**Exercise objective**
Show every line from the rows below that contains the string "jacket".

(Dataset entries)
******************************

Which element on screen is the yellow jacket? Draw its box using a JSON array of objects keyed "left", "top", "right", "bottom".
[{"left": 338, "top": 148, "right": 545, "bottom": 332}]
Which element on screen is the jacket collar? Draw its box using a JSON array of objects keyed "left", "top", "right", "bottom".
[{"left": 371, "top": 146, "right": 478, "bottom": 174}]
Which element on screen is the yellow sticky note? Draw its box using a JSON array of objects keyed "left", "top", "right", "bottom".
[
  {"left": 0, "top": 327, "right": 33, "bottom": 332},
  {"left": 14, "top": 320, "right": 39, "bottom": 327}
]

******************************

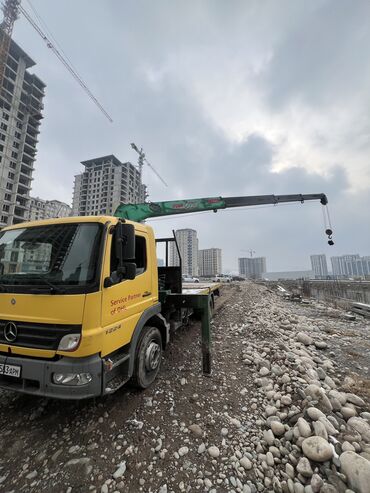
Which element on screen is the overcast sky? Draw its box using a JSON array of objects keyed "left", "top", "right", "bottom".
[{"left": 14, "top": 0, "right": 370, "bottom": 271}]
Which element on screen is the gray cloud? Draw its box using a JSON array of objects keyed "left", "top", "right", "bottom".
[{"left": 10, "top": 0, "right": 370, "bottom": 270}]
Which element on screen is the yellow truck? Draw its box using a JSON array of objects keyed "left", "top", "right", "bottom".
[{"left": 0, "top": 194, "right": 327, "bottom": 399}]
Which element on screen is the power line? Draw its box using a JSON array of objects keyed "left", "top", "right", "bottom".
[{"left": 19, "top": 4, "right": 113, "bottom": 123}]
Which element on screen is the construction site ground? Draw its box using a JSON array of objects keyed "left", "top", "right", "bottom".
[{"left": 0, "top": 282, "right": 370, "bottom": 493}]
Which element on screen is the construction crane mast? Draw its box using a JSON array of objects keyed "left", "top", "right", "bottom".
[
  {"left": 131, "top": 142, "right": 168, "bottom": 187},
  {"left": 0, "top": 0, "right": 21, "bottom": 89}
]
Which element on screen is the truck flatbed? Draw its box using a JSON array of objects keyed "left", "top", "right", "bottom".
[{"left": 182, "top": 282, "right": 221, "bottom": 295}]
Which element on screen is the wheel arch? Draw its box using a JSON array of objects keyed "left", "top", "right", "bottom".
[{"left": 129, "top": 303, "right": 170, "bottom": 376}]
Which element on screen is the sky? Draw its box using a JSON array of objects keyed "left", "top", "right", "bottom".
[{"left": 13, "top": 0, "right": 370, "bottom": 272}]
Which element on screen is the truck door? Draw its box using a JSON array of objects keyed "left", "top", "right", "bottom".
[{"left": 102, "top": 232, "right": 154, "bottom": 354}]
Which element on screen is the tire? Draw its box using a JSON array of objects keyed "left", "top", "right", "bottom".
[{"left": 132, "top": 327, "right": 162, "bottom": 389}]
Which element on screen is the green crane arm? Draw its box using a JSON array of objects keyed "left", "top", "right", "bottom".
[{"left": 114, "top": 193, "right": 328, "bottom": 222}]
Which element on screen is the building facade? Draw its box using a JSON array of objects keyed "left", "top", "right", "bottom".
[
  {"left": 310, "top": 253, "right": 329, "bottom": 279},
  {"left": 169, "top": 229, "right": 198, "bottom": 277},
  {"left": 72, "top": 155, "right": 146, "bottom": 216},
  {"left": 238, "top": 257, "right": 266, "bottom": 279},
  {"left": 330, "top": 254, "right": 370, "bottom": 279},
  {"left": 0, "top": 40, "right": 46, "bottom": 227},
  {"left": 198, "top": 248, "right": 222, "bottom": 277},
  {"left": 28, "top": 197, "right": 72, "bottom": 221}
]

******************************

**Task answer**
Which element on screen is the yellow jacket? Draw its box using a JSON array of objects keyed "left", "top", "right", "bottom".
Which element on screen is the jacket collar? Draw its box using a JSON array of objects keyed "left", "top", "right", "bottom".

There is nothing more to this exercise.